• Opgave 1
Vat de tekst over de huurders in Menen samen in twee zinnen.
• Opgave 2
Herhaal uit de tekst over de huurders in Menen woord voor woord het stuk dat begint bij de woorden met "Beschimmelde muren, verrotte" en eindigt met "in een noodkreet.".
• Opgave 3
Waar lag volgens de tekst over de huurders in Menen het handelspand dat Petra De Moor kon huren?

::: Gegeven tekst :::

Beschimmelde muren, verrotte leidingen, gesjoemel met de meterstanden tot zelfs bedreigingen. Verschillende huurders van A. R., een man die eerder al vanwege zijn huurpanden in opspraak kwam, bundelen de krachten en luiden de alarmbel in Menen. “Dit is een huisjesmelker van de puurste soort en die man moet worden gestopt”, klinkt het in een noodkreet.
Het moest voor Petra De Moor (47) haar levenswerk worden: een eigen broodjeszaak. “Via het immokantoor kreeg ik het voorstel om het handelspand in de Rijselstraat, pal aan het rond punt van het CC, te huren. Het leek allemaal zo perfect, al kwam ik terecht in een ware nachtmerrie die me failliet heeft doen gaan.” Met tranen in de ogen en krop in de keel doet de onderneemster haar verhaal. “Ik wist helemaal niet wie de eigenaar was en het immokantoor wilde dat ook niet zeggen, onder het motto van privacy. Toch leken alle puzzelstukjes op hun plaats te vallen en ik mocht zelfs meteen beginnen met opfrissingswerken. Toen werd het al snel duidelijk dat er een en ander niet klopte.”

::: Getoonde items :::

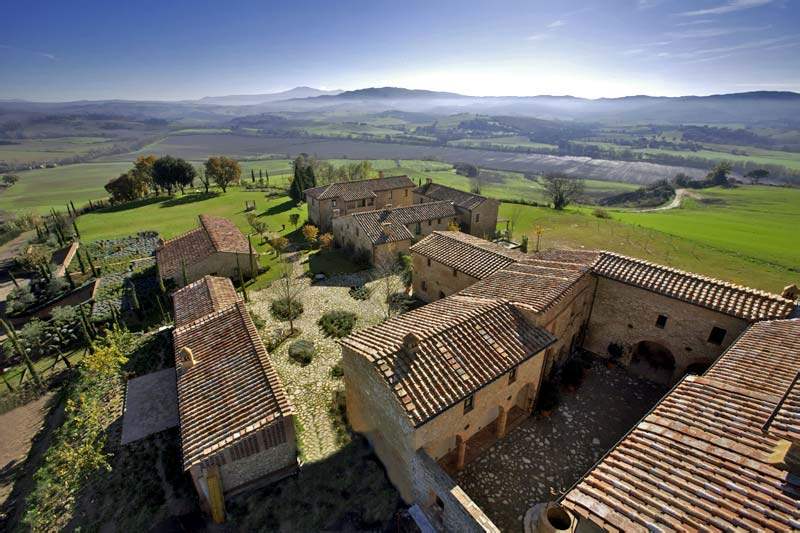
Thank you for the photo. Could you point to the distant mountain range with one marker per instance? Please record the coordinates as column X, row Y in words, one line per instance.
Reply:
column 255, row 99
column 749, row 108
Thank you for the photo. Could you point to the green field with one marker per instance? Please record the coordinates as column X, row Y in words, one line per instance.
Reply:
column 171, row 217
column 51, row 149
column 748, row 239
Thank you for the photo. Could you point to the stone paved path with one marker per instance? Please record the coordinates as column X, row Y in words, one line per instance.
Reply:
column 311, row 388
column 544, row 456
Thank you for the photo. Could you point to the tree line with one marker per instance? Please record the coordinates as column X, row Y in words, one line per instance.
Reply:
column 152, row 175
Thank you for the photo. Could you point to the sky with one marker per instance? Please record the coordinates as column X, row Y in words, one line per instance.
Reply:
column 174, row 49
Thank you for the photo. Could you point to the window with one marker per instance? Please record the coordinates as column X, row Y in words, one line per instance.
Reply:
column 469, row 403
column 717, row 335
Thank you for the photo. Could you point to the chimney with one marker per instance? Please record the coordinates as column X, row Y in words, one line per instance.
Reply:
column 790, row 292
column 411, row 343
column 187, row 358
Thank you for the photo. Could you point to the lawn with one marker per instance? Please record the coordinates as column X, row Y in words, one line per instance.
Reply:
column 171, row 217
column 748, row 239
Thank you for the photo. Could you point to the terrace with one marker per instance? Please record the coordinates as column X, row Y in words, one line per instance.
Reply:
column 542, row 457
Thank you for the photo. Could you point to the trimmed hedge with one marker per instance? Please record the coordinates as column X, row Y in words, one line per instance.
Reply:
column 337, row 323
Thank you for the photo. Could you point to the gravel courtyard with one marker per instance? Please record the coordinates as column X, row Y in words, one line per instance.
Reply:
column 311, row 388
column 544, row 456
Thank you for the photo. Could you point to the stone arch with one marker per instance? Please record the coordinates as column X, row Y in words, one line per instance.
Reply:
column 652, row 360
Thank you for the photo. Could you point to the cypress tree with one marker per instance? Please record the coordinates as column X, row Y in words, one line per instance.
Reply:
column 69, row 279
column 80, row 263
column 12, row 336
column 241, row 279
column 183, row 273
column 91, row 264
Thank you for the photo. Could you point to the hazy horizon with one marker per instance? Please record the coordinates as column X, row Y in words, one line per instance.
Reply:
column 178, row 51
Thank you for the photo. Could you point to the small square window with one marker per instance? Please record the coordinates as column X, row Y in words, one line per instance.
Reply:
column 717, row 335
column 469, row 403
column 512, row 375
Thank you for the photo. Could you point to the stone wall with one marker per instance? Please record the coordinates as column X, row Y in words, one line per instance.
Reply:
column 374, row 412
column 433, row 280
column 624, row 316
column 446, row 504
column 438, row 436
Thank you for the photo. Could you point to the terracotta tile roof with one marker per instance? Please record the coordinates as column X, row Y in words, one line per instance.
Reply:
column 389, row 225
column 538, row 282
column 698, row 461
column 735, row 300
column 232, row 390
column 473, row 256
column 215, row 234
column 466, row 200
column 766, row 358
column 202, row 297
column 462, row 344
column 358, row 190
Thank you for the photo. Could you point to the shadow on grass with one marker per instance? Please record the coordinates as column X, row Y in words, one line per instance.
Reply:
column 346, row 491
column 189, row 199
column 131, row 205
column 278, row 208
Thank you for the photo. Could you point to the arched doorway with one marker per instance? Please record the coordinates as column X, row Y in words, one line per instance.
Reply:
column 653, row 361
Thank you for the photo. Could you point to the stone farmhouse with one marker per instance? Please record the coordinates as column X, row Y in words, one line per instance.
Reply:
column 477, row 214
column 381, row 235
column 427, row 386
column 236, row 422
column 217, row 247
column 344, row 198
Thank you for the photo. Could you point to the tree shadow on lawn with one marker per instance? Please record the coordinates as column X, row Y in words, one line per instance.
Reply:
column 278, row 209
column 189, row 199
column 346, row 491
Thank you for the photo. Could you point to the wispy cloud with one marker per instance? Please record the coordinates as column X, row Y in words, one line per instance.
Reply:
column 45, row 55
column 727, row 7
column 707, row 33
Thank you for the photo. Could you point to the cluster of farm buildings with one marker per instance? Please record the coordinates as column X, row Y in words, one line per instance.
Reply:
column 721, row 451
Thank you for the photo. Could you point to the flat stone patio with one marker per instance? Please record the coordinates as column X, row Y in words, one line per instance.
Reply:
column 544, row 456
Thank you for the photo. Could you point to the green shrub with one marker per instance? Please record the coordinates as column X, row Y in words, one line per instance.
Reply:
column 302, row 351
column 337, row 323
column 286, row 309
column 360, row 293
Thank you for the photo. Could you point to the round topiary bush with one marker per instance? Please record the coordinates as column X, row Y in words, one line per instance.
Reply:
column 286, row 309
column 302, row 351
column 360, row 293
column 337, row 323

:::

• Oplossing 1
Huurders van A. R., een man die eerder al in opspraak kwam om zijn huurpanden, slaan in Menen samen alarm over schimmel, rotte leidingen, gesjoemel met meterstanden en zelfs bedreigingen. Petra De Moor kreeg via een immokantoor een handelspand in de Rijselstraat aangeboden voor haar eigen broodjeszaak, maar kwam in een nachtmerrie terecht die haar failliet liet gaan.

• Oplossing 2
Beschimmelde muren, verrotte leidingen, gesjoemel met de meterstanden tot zelfs bedreigingen. Verschillende huurders van A. R., een man die eerder al vanwege zijn huurpanden in opspraak kwam, bundelen de krachten en luiden de alarmbel in Menen. “Dit is een huisjesmelker van de puurste soort en die man moet worden gestopt”, klinkt het in een noodkreet.

• Oplossing 3
In de Rijselstraat, pal aan het rond punt van het CC.